_TEXT BLOCK:_
• • • • •

Kanda Lasun Masala is one of the most beloved spice blends in Indian cuisine, especially in Maharashtra, where it has earned a permanent place in kitchens. Made primarily with onions (kanda), garlic (lasun) and a mix of roasted aromatic spices, this masala adds depth and richness to everyday dishes. Its bold, earthy flavours not only enhance the taste but also bring a signature Maharashtrian touch to curries, vegetables, dals and even snacks.

What makes Ram Bandhu Kanda Lasun Masala so special is its versatility. It works beautifully with both vegetarian and non-vegetarian preparations, infusing them with a smoky, spicy and slightly tangy flavour that lingers on the palate. From simple bhajis and stuffed brinjals to mutton curries and spicy dals, this masala transforms ordinary recipes into mouth-watering delights. It’s not just a spice mix, it’s a taste of tradition and authenticity that connects generations through food.

• • • • •

_RECORDED DATA:_
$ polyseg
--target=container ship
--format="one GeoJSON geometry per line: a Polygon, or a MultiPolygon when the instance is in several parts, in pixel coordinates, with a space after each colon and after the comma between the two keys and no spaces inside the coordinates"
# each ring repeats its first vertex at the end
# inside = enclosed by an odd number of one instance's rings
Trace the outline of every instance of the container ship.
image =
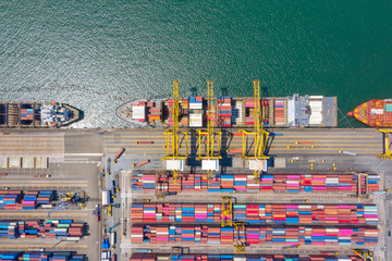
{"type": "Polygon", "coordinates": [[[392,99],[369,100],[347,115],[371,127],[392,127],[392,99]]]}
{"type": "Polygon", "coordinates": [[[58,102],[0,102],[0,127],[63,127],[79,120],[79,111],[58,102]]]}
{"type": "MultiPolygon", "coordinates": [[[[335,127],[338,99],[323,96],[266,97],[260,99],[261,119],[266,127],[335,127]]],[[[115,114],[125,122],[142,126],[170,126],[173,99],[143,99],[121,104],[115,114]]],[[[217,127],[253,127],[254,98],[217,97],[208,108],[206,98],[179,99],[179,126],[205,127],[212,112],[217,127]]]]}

• • • • •

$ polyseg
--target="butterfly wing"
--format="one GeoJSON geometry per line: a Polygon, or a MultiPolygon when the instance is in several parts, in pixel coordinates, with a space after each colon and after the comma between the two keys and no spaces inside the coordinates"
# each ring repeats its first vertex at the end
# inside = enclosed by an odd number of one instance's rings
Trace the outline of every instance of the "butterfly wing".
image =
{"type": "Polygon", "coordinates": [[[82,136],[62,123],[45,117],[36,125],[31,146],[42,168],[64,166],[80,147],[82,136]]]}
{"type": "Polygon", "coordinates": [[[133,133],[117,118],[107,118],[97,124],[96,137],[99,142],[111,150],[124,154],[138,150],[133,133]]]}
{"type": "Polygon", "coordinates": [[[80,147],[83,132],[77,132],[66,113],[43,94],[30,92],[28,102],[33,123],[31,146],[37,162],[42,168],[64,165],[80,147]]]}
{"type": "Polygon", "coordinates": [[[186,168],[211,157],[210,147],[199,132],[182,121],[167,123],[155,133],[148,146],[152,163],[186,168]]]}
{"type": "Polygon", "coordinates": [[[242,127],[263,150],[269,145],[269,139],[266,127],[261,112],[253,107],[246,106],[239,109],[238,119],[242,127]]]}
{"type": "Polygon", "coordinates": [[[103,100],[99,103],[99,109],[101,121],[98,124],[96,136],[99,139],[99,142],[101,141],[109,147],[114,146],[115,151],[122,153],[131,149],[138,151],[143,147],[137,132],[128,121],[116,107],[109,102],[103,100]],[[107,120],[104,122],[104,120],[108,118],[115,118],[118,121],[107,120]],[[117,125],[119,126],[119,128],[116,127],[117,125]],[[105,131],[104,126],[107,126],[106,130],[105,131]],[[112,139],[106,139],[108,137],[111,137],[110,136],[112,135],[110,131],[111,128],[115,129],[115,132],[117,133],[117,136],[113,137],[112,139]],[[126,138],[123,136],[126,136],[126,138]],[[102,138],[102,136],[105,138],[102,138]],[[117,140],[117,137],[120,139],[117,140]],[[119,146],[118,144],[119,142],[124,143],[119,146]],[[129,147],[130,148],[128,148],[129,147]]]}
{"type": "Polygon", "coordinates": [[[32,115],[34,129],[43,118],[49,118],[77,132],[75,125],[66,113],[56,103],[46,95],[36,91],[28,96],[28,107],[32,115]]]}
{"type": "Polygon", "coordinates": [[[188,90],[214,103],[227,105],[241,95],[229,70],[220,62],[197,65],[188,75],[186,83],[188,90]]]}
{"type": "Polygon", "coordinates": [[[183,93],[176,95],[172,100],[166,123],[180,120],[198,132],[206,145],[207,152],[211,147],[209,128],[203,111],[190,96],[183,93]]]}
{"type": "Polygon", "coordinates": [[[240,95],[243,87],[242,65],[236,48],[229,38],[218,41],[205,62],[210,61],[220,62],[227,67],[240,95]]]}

• • • • •

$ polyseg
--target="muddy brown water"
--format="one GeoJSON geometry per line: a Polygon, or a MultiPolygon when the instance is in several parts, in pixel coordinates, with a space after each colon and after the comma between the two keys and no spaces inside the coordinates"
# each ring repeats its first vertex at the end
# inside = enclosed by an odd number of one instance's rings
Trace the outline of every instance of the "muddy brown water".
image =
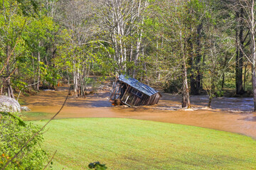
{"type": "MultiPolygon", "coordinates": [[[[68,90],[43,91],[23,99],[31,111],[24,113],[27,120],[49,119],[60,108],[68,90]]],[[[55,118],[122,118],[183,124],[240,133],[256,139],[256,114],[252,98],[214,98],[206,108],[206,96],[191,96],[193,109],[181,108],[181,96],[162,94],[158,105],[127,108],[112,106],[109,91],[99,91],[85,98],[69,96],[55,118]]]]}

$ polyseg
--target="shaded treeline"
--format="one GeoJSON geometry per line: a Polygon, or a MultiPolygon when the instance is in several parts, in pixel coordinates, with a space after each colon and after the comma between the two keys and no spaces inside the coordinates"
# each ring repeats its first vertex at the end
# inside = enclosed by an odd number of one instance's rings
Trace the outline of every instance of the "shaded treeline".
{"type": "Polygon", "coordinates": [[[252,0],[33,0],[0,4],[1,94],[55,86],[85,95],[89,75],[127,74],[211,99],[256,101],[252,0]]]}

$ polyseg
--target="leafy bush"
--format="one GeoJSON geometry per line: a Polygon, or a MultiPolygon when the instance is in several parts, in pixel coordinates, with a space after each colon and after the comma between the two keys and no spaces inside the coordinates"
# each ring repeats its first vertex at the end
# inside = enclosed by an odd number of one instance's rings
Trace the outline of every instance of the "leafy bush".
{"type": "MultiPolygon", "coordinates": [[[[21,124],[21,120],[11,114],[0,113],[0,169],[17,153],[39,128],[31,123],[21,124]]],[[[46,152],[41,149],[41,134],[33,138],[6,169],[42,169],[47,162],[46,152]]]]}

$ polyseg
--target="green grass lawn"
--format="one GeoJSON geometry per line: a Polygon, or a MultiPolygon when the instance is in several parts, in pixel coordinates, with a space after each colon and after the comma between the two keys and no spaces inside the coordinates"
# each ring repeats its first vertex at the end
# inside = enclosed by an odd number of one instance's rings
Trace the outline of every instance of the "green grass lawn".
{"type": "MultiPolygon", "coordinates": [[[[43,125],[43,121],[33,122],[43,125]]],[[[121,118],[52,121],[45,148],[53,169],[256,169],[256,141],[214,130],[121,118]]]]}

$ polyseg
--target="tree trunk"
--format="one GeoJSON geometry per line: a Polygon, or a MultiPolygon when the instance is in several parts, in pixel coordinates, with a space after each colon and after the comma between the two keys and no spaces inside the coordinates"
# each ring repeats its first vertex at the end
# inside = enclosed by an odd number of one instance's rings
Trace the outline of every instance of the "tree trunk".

• • • • •

_THINGS TO DO:_
A. In the Kanda Lasun Masala passage, list the dishes named in the sentence that begins "From simple bhajis".
B. Please retype the stretch of the Kanda Lasun Masala passage from "What makes Ram" through "generations through food.".
C. According to the Kanda Lasun Masala passage, which region is the blend especially beloved in?

_THE RESULTS:_
A.
simple bhajis
stuffed brinjals
mutton curries
spicy dals

B.
What makes Ram Bandhu Kanda Lasun Masala so special is its versatility. It works beautifully with both vegetarian and non-vegetarian preparations, infusing them with a smoky, spicy and slightly tangy flavour that lingers on the palate. From simple bhajis and stuffed brinjals to mutton curries and spicy dals, this masala transforms ordinary recipes into mouth-watering delights. It’s not just a spice mix, it’s a taste of tradition and authenticity that connects generations through food.

C. Maharashtra